*** Block opens ***

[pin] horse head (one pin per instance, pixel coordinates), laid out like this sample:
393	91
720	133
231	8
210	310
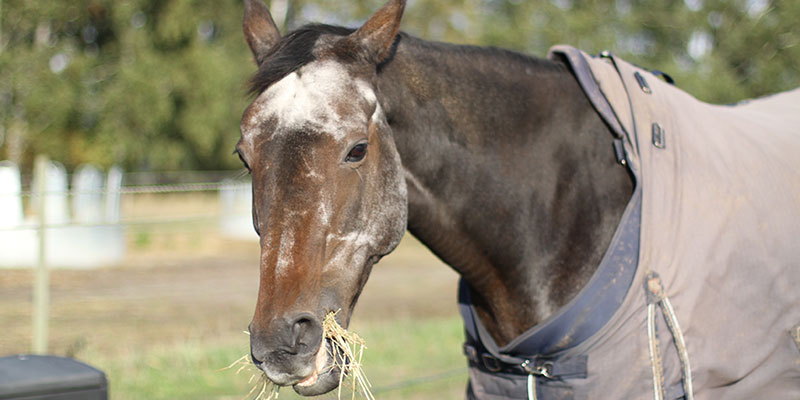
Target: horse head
329	195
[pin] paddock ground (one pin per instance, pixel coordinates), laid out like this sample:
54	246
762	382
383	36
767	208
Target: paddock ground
166	320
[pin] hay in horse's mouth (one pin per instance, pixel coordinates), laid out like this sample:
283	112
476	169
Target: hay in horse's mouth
348	349
340	349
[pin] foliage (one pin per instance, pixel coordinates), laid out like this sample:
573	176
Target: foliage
159	84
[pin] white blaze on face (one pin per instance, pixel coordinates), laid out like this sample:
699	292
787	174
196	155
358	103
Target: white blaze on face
308	97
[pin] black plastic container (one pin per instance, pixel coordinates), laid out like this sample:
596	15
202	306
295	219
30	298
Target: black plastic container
30	377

*** Block closes ***

## Directions for this task
Repeat the data word for word. Skip the pictures.

## Result of the task
[pin] horse head (one pin per instance, pixel coordinates), laid out like this sample:
393	91
720	133
231	8
210	310
Target: horse head
329	195
[pin] paddock ground (one pin per instance, pixel coordinates), laid out like this sample:
54	246
762	382
383	36
767	208
Target: paddock ground
166	320
[pin] hay in horse's mouth (one pin per instance, pixel coordinates), laid out like this sample:
283	112
476	169
Target: hay in horse's mouth
348	349
340	349
[pin] foliage (one pin per instance, pixel coordinates), laid out like this sample:
573	176
Target: foliage
159	84
[pin] white blaze on face (one pin per instance, pixel coordinates), laid out like this sample:
699	292
787	174
196	155
358	103
Target: white blaze on face
308	97
[pin] black plastic container (one pin per instance, pixel coordinates), laid out like this sample:
596	15
202	306
295	219
30	298
Target: black plastic container
30	377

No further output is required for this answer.